BookmarkSubscribeRSS Feed
jennifer_s_
Calcite | Level 5

I currently have a small dataset of z-scores, around 67 of them.

I have an Excel Solver formula set up, to create a probability for each z-score, according to certain constraints (the main one is that the average PD needs to be a certain value, say 0.08%). I'm also using scale and shift variables on my z-score before converting them to probabilities. 

 

I've used Proc Optmodel before, and happy with how it works, however in this instance, I can't quite get the procedure to output the same probabilities as I'm seeing in Excel Solver. This may be either 1) Correct and SAS is just more accurate and can get to a "better" solution than Excel (likely), or 2) I'm missing something in my sas procedure code. I'm finding the resultant probabilities from the sas procedure see significant "peaks" at certain high z-scores. This makes sense that they are higher, but this pattern is not seen as strongly in the Excel output.

 

Would someone be able to see what I'm potentially missing (or not)! I have attached the Excel Solver which also includes the probabilities seen in both. Any help appreciated!

[Entries on locating named things]

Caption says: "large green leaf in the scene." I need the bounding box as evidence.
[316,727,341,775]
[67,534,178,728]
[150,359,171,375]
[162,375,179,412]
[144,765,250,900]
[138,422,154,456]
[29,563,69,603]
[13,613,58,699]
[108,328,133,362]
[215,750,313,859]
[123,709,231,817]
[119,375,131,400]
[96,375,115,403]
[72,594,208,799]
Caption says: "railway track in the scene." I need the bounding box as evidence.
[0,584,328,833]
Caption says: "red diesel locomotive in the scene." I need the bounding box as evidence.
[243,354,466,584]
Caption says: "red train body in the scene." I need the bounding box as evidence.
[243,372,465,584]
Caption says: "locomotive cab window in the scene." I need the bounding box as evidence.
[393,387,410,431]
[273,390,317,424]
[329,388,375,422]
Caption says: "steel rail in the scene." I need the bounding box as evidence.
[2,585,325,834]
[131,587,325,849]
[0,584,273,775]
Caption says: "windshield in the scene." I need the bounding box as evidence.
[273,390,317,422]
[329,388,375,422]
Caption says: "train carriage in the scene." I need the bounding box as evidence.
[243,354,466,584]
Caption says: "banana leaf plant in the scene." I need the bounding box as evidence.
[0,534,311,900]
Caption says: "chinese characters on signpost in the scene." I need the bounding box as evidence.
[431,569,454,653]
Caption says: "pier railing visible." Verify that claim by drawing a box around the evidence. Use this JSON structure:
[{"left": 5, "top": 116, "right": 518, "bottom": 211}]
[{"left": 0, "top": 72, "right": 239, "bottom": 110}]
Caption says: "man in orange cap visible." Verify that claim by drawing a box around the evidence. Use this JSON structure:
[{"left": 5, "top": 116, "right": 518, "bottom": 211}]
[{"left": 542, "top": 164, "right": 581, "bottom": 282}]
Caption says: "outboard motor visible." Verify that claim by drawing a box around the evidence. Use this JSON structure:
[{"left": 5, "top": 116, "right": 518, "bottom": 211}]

The tasks =
1. Repeat the part of the Proc Optmodel forum post that opens with the words "I currently have" and closes with "them to probabilities.", swapping "Excel Solver" for "LibreOffice Solver".
2. Write the next part of the Proc Optmodel forum post, picking up after its last sentence.

Exercise answers =
1.
I currently have a small dataset of z-scores, around 67 of them.

I have an LibreOffice Solver formula set up, to create a probability for each z-score, according to certain constraints (the main one is that the average PD needs to be a certain value, say 0.08%). I'm also using scale and shift variables on my z-score before converting them to probabilities.

2.
TIA

 

proc optmodel printlevel = 0;
set modelin;
    /* Define parameters (arrays) indexed by xn */
    num zscore{modelin};
    /* Read data from SAS dataset into parameters */
    read data rawdata into modelin = [xn] zscore = zscore;

var a <= 0;
var b >= 0.05;

/* Constraint on average PDs */
con y : sum{i in 1..&count_x.} (cdf("Normal", (a + b*zscore[i])))/&count_x. >= 0.0008;

/* calculating the PD based on the Z score, along with a and b */
min p = sum{i in 1..&count_x.} (cdf("Normal", (a + b*zscore[i])));

solve;
create data sol_data from a b;
run;

data _null_;
set sol_data;
call symput("a", a);
call symput("b", b);
run;
%put &a.;
%put &b.;


/* Apply model */
data model_applied;
set rawdata;
a = &a.*1;
b = &b.*1;
modelled_PD = cdf("Normal", a + (b*zscore))*100;
run;
1 REPLY 1
RobPratt
SAS Super FREQ

It looks like both results are correct, and this is just a case of multiple optimal solutions.  I have several suggestions for you.

 

1. The code does not define count_x, which I assume is 67.  But it is simpler to use the modelin index set instead.  That is, replace 1..&count_x with modelin and replace &count_x with card(modelin).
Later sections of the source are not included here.